- Page extract
====================

DETAILED DESCRIPTION
The following detailed description of the invention refers to the
accompanying drawings. The same reference numbers in different
drawings may identify the same or similar elements. Also, the
following detailed description does not limit the invention.
Instead, the scope of the invention is defined by the appended
claims and equivalents.
Systems and methods consistent with the present invention provide
multimedia information management in a manner that treats different
types of media the same for storage and retrieval purposes.
Exemplary System
FIG. 1 is a diagram of an exemplary system 100 in which systems and
methods consistent with the present invention may be implemented.
System 100 may include multimedia sources 110, data analyzers
122-126, loader 130, database 140, and server 150 connected to
clients 160 via network 170. Network 170 may include any type of
network, such as a local area network (LAN), a wide area network
(WAN) (e.g., the Internet), a public telephone network (e.g., the
Public Switched Telephone Network (PSTN)), a virtual private
network (VPN), or a combination of networks. The various
connections shown in FIG. 1 may be made via wired, wireless, and/or
optical connections.
Multimedia sources 110 may include audio sources 112, video sources
114, and text sources 116. Audio sources 112 may include any source
of audio data, such as radio, telephone, and conversations. Video
sources 114 may include any source of video data, such as
television, satellite, and a camcorder. Text sources 116 may
include any source of text, such as e-mail, web pages, newspapers,
and word processing documents.
Data analyzers 122-126 may include any mechanism that captures the
data from multimedia sources 110, performs data processing and
feature extraction, and outputs analyzed, marked up, and enhanced
language metadata. In one implementation consistent with the
principles of the invention, data analyzers 122-126 include a
system, such as the one described in John Makhoul et al., "Speech
and Language Technologies for Audio Indexing and Retrieval,"

====================

- Work to complete
Can you transcribe the patent description word for word, from "Systems and methods" down to "may be implemented."? The entries have nothing to do with this work.

====================

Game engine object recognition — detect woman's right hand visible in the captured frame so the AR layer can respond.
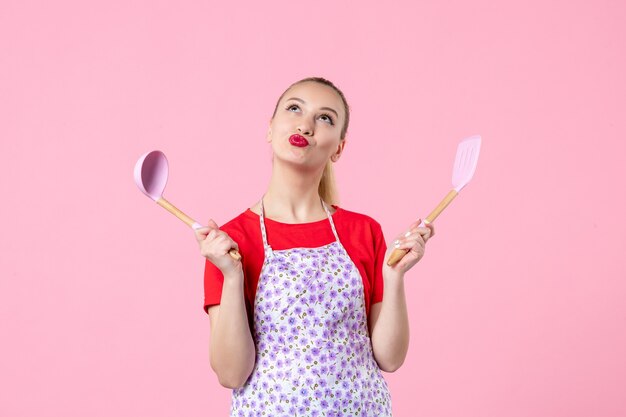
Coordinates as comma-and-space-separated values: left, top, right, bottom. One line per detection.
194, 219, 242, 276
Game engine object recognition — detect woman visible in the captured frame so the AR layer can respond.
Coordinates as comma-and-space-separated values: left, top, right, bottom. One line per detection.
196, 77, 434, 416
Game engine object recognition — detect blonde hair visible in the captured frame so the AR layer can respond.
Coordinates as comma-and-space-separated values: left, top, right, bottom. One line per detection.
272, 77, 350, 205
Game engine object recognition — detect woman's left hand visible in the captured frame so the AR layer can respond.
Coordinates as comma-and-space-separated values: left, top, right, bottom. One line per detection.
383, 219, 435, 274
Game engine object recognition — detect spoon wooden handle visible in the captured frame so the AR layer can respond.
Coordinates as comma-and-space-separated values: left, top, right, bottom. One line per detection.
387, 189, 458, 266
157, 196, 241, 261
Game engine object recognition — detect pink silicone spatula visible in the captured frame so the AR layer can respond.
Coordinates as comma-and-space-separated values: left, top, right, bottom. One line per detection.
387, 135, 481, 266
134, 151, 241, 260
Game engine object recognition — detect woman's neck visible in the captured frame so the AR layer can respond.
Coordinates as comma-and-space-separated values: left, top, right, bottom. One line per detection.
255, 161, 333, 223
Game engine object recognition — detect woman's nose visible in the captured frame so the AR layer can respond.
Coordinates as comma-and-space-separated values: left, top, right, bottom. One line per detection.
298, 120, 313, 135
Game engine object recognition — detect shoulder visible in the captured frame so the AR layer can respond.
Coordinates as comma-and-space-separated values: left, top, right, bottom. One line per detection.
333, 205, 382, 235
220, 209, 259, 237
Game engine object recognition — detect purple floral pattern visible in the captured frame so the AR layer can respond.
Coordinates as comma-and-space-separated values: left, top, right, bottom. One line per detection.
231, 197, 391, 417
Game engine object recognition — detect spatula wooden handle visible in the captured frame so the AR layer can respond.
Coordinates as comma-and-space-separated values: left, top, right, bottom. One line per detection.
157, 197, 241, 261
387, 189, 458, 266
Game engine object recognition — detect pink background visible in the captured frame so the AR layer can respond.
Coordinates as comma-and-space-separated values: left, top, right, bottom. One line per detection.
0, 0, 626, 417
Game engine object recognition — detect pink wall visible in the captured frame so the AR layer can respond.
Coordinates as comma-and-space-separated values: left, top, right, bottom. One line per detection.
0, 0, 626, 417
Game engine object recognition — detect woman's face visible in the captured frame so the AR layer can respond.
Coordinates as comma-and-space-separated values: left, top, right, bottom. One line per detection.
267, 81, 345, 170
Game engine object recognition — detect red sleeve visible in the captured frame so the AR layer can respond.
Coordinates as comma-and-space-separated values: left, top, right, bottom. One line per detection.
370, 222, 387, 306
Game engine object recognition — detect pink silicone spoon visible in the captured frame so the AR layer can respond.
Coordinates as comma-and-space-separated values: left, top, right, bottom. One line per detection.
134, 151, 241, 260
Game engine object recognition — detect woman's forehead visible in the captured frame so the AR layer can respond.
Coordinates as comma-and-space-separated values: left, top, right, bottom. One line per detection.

====================

- Completed exercise
Systems and methods consistent with the present invention provide
multimedia information management in a manner that treats different
types of media the same for storage and retrieval purposes.
Exemplary System
FIG. 1 is a diagram of an exemplary system 100 in which systems and
methods consistent with the present invention may be implemented.